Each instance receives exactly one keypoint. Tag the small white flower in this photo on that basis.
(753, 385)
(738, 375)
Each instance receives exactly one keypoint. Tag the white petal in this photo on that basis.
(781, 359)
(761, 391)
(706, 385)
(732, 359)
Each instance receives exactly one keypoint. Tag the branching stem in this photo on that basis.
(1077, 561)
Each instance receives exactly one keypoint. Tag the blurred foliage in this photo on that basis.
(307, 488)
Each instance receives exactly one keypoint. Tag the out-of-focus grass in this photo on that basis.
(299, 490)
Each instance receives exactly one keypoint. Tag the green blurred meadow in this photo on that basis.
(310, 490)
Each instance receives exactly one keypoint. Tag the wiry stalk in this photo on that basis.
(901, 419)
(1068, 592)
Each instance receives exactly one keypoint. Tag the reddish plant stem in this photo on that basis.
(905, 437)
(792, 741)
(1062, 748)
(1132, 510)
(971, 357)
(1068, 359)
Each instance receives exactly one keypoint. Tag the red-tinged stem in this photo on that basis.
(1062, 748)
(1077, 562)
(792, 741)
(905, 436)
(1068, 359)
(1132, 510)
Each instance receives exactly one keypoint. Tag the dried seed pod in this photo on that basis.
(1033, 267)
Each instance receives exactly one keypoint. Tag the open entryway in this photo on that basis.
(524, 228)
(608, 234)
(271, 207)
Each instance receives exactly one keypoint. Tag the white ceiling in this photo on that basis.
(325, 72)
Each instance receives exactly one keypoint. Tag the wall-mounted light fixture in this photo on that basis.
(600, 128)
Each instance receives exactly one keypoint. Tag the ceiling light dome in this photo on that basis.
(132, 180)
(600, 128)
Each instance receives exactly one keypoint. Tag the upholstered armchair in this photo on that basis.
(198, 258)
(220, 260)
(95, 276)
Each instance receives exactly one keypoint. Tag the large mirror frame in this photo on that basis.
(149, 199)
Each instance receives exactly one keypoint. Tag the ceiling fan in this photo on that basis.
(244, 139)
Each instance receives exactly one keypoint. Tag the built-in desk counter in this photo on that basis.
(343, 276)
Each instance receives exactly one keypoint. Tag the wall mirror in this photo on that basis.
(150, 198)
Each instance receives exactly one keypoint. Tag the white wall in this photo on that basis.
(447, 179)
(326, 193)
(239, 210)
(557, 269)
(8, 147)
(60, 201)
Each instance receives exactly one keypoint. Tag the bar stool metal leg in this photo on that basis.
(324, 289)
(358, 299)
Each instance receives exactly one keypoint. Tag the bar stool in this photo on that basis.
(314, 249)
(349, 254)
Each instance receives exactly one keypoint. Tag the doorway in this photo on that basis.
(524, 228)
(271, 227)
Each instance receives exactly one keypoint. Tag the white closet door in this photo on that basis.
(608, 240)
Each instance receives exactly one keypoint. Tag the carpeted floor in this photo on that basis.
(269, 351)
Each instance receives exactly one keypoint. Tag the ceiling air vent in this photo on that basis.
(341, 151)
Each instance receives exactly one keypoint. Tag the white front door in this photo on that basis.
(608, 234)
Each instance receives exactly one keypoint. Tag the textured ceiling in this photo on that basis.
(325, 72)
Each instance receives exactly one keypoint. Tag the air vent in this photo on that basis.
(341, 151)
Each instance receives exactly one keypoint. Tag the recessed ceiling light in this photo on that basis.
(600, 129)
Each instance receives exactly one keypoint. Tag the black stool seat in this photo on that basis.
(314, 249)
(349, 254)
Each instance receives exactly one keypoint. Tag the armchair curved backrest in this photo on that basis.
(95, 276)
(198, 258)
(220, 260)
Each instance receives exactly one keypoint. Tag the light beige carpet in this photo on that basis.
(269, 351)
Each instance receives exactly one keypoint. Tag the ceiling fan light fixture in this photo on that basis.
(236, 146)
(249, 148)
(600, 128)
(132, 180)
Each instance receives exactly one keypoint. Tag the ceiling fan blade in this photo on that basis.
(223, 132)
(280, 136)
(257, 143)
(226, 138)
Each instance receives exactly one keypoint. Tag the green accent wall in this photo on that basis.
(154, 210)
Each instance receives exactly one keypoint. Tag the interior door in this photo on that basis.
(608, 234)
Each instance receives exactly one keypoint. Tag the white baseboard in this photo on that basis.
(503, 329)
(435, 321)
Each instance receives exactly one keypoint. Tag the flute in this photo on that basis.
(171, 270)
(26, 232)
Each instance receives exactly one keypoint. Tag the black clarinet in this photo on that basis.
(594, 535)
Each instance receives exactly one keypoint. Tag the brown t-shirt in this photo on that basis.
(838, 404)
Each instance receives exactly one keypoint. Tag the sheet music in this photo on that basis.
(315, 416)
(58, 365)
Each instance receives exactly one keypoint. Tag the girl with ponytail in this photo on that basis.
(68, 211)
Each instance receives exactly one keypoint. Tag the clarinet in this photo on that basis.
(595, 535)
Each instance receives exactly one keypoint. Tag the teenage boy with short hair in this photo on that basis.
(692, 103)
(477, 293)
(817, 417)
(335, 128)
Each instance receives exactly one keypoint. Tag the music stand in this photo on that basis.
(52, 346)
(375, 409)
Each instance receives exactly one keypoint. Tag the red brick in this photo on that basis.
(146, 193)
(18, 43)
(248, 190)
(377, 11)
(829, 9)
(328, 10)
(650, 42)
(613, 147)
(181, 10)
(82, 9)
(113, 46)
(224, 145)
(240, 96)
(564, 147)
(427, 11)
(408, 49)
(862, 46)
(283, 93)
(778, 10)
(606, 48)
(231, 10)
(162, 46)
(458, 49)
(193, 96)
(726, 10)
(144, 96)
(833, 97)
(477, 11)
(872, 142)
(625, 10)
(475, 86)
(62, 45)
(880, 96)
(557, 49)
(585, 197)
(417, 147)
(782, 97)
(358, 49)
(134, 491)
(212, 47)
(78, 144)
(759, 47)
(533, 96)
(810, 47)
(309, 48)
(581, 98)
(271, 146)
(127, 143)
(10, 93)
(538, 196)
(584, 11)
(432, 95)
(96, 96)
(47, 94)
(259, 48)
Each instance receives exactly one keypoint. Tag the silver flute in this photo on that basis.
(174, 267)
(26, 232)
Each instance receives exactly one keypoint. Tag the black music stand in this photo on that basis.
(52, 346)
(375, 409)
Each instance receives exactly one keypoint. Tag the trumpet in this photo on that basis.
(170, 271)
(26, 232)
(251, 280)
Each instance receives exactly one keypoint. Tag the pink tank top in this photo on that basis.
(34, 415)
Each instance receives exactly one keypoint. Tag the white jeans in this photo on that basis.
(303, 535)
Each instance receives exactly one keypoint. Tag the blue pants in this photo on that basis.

INSTRUCTIONS FOR THE TASK: Lay out every line of the entries above as a Markdown table, with columns No. and Line, numbering each row and leaving out blank lines.

FINAL RESULT:
| No. | Line |
|---|---|
| 1 | Each instance receives exactly one keypoint. Tag the small white flower in this photo on that basis. |
| 2 | (753, 385) |
| 3 | (738, 375) |
| 4 | Each instance receives exactly one keypoint. Tag the white petal in this photo on that basis. |
| 5 | (781, 359) |
| 6 | (761, 391) |
| 7 | (706, 385) |
| 8 | (732, 359) |
| 9 | Each instance receives exactly one keypoint. Tag the branching stem in this photo on that basis. |
| 10 | (1077, 561) |
| 11 | Each instance receives exactly one keypoint. Tag the blurred foliage in this photo on that basis. |
| 12 | (307, 488) |
| 13 | Each instance receives exactly one keypoint. Tag the out-of-focus grass in this photo on that basis. |
| 14 | (299, 490) |
| 15 | Each instance receives exactly one keypoint. Tag the green blurred meadow in this photo on that basis. |
| 16 | (310, 490) |
| 17 | Each instance receives exactly one keypoint. Tag the wiry stalk in this photo on that basis. |
| 18 | (901, 419) |
| 19 | (1068, 592) |
| 20 | Each instance receives exactly one keypoint. Tag the reddish plant stem in this photo on that basis. |
| 21 | (905, 437) |
| 22 | (792, 741) |
| 23 | (1062, 748) |
| 24 | (1132, 510) |
| 25 | (971, 357) |
| 26 | (1068, 359) |
| 27 | Each instance receives exactly one keypoint. Tag the red-tinged stem in this photo on that basis. |
| 28 | (1062, 748) |
| 29 | (1077, 562) |
| 30 | (792, 741) |
| 31 | (905, 436) |
| 32 | (1068, 359) |
| 33 | (1132, 510) |
| 34 | Each instance receives exactly one keypoint. Tag the dried seed pod in this photo on that basis. |
| 35 | (1033, 267) |
| 36 | Each instance receives exactly one keypoint. Tag the open entryway in this photo on that basis. |
| 37 | (524, 228) |
| 38 | (608, 234) |
| 39 | (271, 207) |
| 40 | Each instance receives exactly one keypoint. Tag the white ceiling in this photo on that basis. |
| 41 | (325, 72) |
| 42 | Each instance receives exactly one keypoint. Tag the wall-mounted light fixture in this photo on that basis. |
| 43 | (600, 128) |
| 44 | Each instance receives exactly one keypoint. Tag the ceiling light dome in this photo on that basis. |
| 45 | (132, 180) |
| 46 | (600, 128) |
| 47 | Each instance receives exactly one keypoint. Tag the upholstered armchair in this photo on that basis. |
| 48 | (198, 258) |
| 49 | (220, 260) |
| 50 | (95, 276) |
| 51 | Each instance receives exactly one keypoint. Tag the large mirror frame in this photo on that basis. |
| 52 | (149, 199) |
| 53 | Each instance receives exactly one keypoint. Tag the ceiling fan in this photo on that basis. |
| 54 | (244, 139) |
| 55 | Each instance receives exactly one keypoint. Tag the built-in desk counter in this photo on that basis. |
| 56 | (343, 276) |
| 57 | Each instance receives exactly one keypoint. Tag the wall mirror in this photo on that basis. |
| 58 | (150, 198) |
| 59 | Each instance receives exactly one keypoint. Tag the white wall in this photo on that basis. |
| 60 | (447, 179) |
| 61 | (326, 193) |
| 62 | (239, 210) |
| 63 | (557, 269) |
| 64 | (8, 147) |
| 65 | (60, 201) |
| 66 | Each instance receives exactly one keypoint. Tag the bar stool metal leg in this photo on that basis. |
| 67 | (324, 289) |
| 68 | (358, 299) |
| 69 | Each instance receives exactly one keypoint. Tag the bar stool in this photo on that basis. |
| 70 | (314, 249) |
| 71 | (349, 254) |
| 72 | Each instance receives exactly one keypoint. Tag the doorway in this photo on that basis. |
| 73 | (524, 228) |
| 74 | (271, 227) |
| 75 | Each instance receives exactly one keypoint. Tag the white closet door in this photo on that basis. |
| 76 | (608, 240) |
| 77 | Each instance receives exactly one keypoint. Tag the carpeted floor in this photo on that basis. |
| 78 | (269, 351) |
| 79 | Each instance receives exactly one keypoint. Tag the ceiling air vent in this photo on that basis. |
| 80 | (341, 151) |
| 81 | Each instance receives exactly one keypoint. Tag the white front door in this photo on that basis. |
| 82 | (608, 234) |
| 83 | Each instance receives exactly one keypoint. Tag the textured ceiling in this photo on that basis. |
| 84 | (325, 72) |
| 85 | Each instance receives exactly one keypoint. Tag the air vent in this photo on that basis. |
| 86 | (341, 151) |
| 87 | Each instance receives exactly one keypoint. Tag the recessed ceiling light in this photo on that basis. |
| 88 | (600, 129) |
| 89 | Each instance receives exactly one keypoint. Tag the black stool seat in this photo on that basis. |
| 90 | (314, 249) |
| 91 | (349, 254) |
| 92 | Each instance receives exactly one keypoint. Tag the armchair curved backrest in this photo on that basis. |
| 93 | (95, 276) |
| 94 | (198, 258) |
| 95 | (220, 260) |
| 96 | Each instance receives exactly one keypoint. Tag the light beige carpet in this photo on that basis. |
| 97 | (269, 351) |
| 98 | Each instance receives exactly one keypoint. Tag the ceiling fan light fixture in this photo on that basis. |
| 99 | (236, 146) |
| 100 | (249, 148) |
| 101 | (600, 128) |
| 102 | (132, 180) |
| 103 | Each instance receives exactly one keypoint. Tag the ceiling fan blade in this photo on that basis. |
| 104 | (223, 132) |
| 105 | (280, 136) |
| 106 | (257, 143) |
| 107 | (226, 138) |
| 108 | Each instance receives exactly one keypoint. Tag the green accent wall in this photo on that basis. |
| 109 | (154, 210) |
| 110 | Each instance receives exactly one keypoint. Tag the interior door in this photo on that basis. |
| 111 | (608, 234) |
| 112 | Each instance receives exactly one keypoint. Tag the white baseboard in this photo on that basis. |
| 113 | (503, 329) |
| 114 | (435, 321) |
| 115 | Each instance receives exactly one keypoint. Tag the flute in this photo on that basis. |
| 116 | (171, 270) |
| 117 | (26, 232) |
| 118 | Each instance receives exactly one keypoint. Tag the black clarinet in this photo on that basis. |
| 119 | (594, 535) |
| 120 | Each instance receives exactly one keypoint. Tag the brown t-shirt in this photo on that basis. |
| 121 | (838, 404) |
| 122 | Each instance receives exactly one keypoint. Tag the sheet music in this photo on that basis. |
| 123 | (315, 416) |
| 124 | (58, 365) |
| 125 | Each instance receives exactly one keypoint. Tag the girl with ponytail in this photo on that basis. |
| 126 | (68, 211) |
| 127 | Each instance receives exactly one keypoint. Tag the clarinet in this photo on that basis. |
| 128 | (595, 535) |
| 129 | Each instance receives exactly one keypoint. Tag the teenage boy with short hair in this photo on that basis. |
| 130 | (692, 103) |
| 131 | (477, 293) |
| 132 | (817, 417) |
| 133 | (335, 128) |
| 134 | Each instance receives exactly one keypoint. Tag the music stand in this photo on that basis. |
| 135 | (52, 346) |
| 136 | (375, 409) |
| 137 | Each instance receives exactly one keypoint. Tag the red brick in this photo on that basis. |
| 138 | (146, 193) |
| 139 | (18, 43) |
| 140 | (248, 190) |
| 141 | (377, 11) |
| 142 | (829, 9) |
| 143 | (328, 10) |
| 144 | (650, 42) |
| 145 | (613, 147) |
| 146 | (181, 10) |
| 147 | (82, 9) |
| 148 | (113, 46) |
| 149 | (224, 145) |
| 150 | (240, 96) |
| 151 | (564, 147) |
| 152 | (427, 11) |
| 153 | (408, 49) |
| 154 | (862, 46) |
| 155 | (283, 93) |
| 156 | (778, 10) |
| 157 | (606, 48) |
| 158 | (231, 10) |
| 159 | (162, 46) |
| 160 | (458, 49) |
| 161 | (193, 96) |
| 162 | (726, 10) |
| 163 | (144, 96) |
| 164 | (833, 97) |
| 165 | (477, 11) |
| 166 | (872, 142) |
| 167 | (625, 10) |
| 168 | (475, 86) |
| 169 | (62, 45) |
| 170 | (880, 96) |
| 171 | (557, 49) |
| 172 | (585, 197) |
| 173 | (417, 147) |
| 174 | (782, 97) |
| 175 | (358, 49) |
| 176 | (134, 491) |
| 177 | (212, 47) |
| 178 | (78, 144) |
| 179 | (759, 47) |
| 180 | (533, 96) |
| 181 | (810, 47) |
| 182 | (309, 48) |
| 183 | (581, 98) |
| 184 | (271, 146) |
| 185 | (127, 143) |
| 186 | (10, 93) |
| 187 | (538, 196) |
| 188 | (584, 11) |
| 189 | (432, 95) |
| 190 | (96, 96) |
| 191 | (47, 94) |
| 192 | (259, 48) |
| 193 | Each instance receives exactly one keypoint. Tag the silver flute in this photo on that basis. |
| 194 | (174, 267) |
| 195 | (26, 232) |
| 196 | Each instance receives exactly one keypoint. Tag the black music stand in this photo on that basis. |
| 197 | (52, 346) |
| 198 | (375, 409) |
| 199 | Each instance receives exactly one keypoint. Tag the trumpet in this photo on that basis. |
| 200 | (170, 271) |
| 201 | (26, 232) |
| 202 | (251, 280) |
| 203 | Each instance receives exactly one keypoint. Tag the pink tank top in this photo on that basis. |
| 204 | (34, 415) |
| 205 | Each instance receives exactly one keypoint. Tag the white jeans in this photo on that basis. |
| 206 | (303, 535) |
| 207 | Each instance receives exactly one keypoint. Tag the blue pants in this photo on that basis. |